#### 제공 자료
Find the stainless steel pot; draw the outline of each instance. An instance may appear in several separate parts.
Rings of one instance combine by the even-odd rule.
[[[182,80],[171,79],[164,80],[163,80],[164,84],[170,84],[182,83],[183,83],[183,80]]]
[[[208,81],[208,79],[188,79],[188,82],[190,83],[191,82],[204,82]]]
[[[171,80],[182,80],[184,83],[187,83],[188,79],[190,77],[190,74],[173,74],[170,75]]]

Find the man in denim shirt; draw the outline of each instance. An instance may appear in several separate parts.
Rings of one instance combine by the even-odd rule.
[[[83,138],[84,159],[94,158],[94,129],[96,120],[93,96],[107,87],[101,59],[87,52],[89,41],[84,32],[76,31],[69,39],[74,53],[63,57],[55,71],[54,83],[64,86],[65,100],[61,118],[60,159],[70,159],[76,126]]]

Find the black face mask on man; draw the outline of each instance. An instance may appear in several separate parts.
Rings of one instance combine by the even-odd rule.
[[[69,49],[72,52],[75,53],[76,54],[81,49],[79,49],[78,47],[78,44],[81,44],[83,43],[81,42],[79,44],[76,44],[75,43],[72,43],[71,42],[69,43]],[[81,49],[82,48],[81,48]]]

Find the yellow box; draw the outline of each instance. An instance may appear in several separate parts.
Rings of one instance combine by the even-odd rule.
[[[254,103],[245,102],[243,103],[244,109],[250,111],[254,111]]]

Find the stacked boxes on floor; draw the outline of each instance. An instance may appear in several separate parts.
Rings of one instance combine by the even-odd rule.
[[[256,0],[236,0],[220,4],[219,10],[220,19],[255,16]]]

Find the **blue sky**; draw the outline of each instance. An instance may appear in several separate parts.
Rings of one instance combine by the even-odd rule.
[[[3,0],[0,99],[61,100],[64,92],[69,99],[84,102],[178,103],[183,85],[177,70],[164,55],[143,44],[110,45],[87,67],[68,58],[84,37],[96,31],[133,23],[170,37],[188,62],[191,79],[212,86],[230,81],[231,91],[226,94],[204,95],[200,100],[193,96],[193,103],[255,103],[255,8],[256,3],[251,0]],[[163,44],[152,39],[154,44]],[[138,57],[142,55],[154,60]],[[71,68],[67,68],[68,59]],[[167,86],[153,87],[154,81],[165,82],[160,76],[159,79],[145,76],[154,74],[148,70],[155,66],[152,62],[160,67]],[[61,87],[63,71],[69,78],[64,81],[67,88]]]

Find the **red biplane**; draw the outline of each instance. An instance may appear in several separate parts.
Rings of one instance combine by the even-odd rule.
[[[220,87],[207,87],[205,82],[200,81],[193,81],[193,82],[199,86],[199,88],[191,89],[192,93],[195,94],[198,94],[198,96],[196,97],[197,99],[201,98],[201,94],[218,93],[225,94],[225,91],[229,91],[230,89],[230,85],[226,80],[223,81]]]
########
- **작성 과제**
위 데이터의 모든 줄을 빈 줄만 빼고 Markdown 표로 정리하세요. 열 이름은 '번호'와 '데이터 줄'로 하고, 각 행에는 순번과 그 줄을 넣으세요.

- **작업 결과**
| 번호 | 데이터 줄 |
|---|---|
| 1 | Find the stainless steel pot; draw the outline of each instance. An instance may appear in several separate parts. |
| 2 | Rings of one instance combine by the even-odd rule. |
| 3 | [[[182,80],[171,79],[164,80],[163,80],[164,84],[170,84],[182,83],[183,83],[183,80]]] |
| 4 | [[[208,81],[208,79],[188,79],[188,82],[190,83],[191,82],[204,82]]] |
| 5 | [[[171,80],[182,80],[184,83],[187,83],[188,79],[190,77],[190,74],[173,74],[170,75]]] |
| 6 | Find the man in denim shirt; draw the outline of each instance. An instance may appear in several separate parts. |
| 7 | Rings of one instance combine by the even-odd rule. |
| 8 | [[[83,138],[84,159],[94,158],[94,129],[96,120],[93,96],[107,87],[101,59],[87,52],[89,41],[84,32],[76,31],[69,39],[74,53],[63,57],[55,71],[54,83],[64,86],[65,100],[61,118],[60,159],[70,159],[76,126]]] |
| 9 | Find the black face mask on man; draw the outline of each instance. An instance may appear in several separate parts. |
| 10 | Rings of one instance combine by the even-odd rule. |
| 11 | [[[69,49],[72,52],[75,53],[76,54],[81,49],[79,49],[78,47],[78,44],[81,44],[83,43],[81,42],[79,44],[76,44],[75,43],[72,43],[71,42],[69,43]],[[81,49],[82,48],[81,48]]] |
| 12 | Find the yellow box; draw the outline of each instance. An instance may appear in several separate parts. |
| 13 | Rings of one instance combine by the even-odd rule. |
| 14 | [[[254,103],[245,102],[243,103],[244,109],[250,111],[254,111]]] |
| 15 | Find the stacked boxes on floor; draw the outline of each instance. An instance may appear in several separate parts. |
| 16 | Rings of one instance combine by the even-odd rule. |
| 17 | [[[256,0],[236,0],[220,4],[219,10],[220,19],[255,16]]] |
| 18 | Find the **blue sky**; draw the outline of each instance. An instance may appear in several separate parts. |
| 19 | Rings of one instance combine by the even-odd rule. |
| 20 | [[[3,0],[0,99],[61,100],[64,92],[69,99],[84,102],[178,103],[183,85],[177,70],[164,55],[143,44],[110,45],[87,67],[68,58],[84,37],[96,31],[133,23],[170,37],[188,62],[191,79],[212,86],[230,81],[231,91],[226,94],[204,95],[200,100],[193,96],[193,103],[255,103],[255,8],[256,3],[251,0]],[[163,44],[152,39],[154,44]],[[138,57],[142,55],[154,60]],[[71,68],[67,68],[68,59]],[[167,86],[153,87],[154,81],[165,82],[160,76],[159,79],[145,76],[154,74],[148,70],[155,66],[152,62],[160,67]],[[61,87],[63,71],[69,78],[64,81],[67,88]]] |
| 21 | Find the **red biplane**; draw the outline of each instance. An instance may appear in several separate parts. |
| 22 | Rings of one instance combine by the even-odd rule. |
| 23 | [[[220,87],[207,87],[205,82],[200,81],[193,81],[193,82],[199,86],[199,88],[191,89],[192,93],[195,94],[198,94],[198,96],[196,97],[197,99],[201,98],[201,94],[218,93],[225,94],[225,91],[229,91],[230,89],[230,85],[226,80],[223,81]]] |